Exercise aim —
Reproduce each line of the entries that carries "snowy".

Available data —
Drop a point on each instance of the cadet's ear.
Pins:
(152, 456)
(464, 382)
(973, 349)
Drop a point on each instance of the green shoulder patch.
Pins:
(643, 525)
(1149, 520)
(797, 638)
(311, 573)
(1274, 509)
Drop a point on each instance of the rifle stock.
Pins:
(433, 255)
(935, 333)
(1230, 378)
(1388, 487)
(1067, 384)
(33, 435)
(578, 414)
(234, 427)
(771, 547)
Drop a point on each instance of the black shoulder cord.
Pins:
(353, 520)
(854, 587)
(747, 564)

* * *

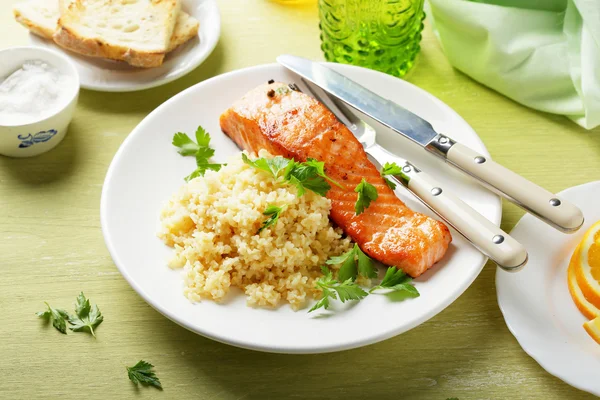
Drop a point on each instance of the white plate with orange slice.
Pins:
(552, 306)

...

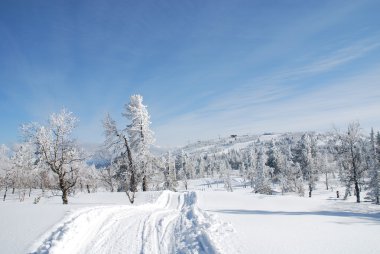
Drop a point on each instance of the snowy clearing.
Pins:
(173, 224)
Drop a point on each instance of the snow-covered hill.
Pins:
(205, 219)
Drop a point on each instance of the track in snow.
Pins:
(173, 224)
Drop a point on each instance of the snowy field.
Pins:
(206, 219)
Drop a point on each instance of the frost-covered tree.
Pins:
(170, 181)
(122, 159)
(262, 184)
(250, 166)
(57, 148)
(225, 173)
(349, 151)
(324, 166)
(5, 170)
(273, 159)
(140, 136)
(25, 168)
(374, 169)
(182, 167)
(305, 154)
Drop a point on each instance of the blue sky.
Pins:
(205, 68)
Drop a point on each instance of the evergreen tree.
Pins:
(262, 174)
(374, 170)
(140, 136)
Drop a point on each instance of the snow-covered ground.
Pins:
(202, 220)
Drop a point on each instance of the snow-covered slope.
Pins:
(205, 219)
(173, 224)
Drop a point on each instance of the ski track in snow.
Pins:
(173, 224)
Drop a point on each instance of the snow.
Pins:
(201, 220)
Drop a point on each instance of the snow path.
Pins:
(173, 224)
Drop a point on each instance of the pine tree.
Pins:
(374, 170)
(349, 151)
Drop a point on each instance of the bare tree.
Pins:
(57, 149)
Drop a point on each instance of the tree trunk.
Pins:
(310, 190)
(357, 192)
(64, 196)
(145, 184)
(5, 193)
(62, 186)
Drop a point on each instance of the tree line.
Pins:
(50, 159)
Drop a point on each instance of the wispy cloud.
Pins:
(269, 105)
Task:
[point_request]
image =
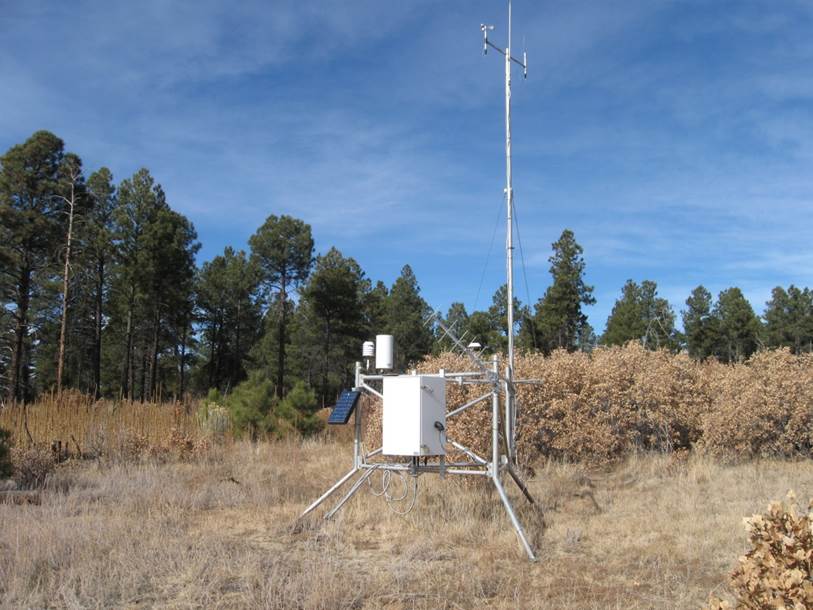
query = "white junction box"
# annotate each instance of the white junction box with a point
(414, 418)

Solution to the problem —
Drop a point on each instance of the snowy clearing.
Drop a point on each instance of the snowy field.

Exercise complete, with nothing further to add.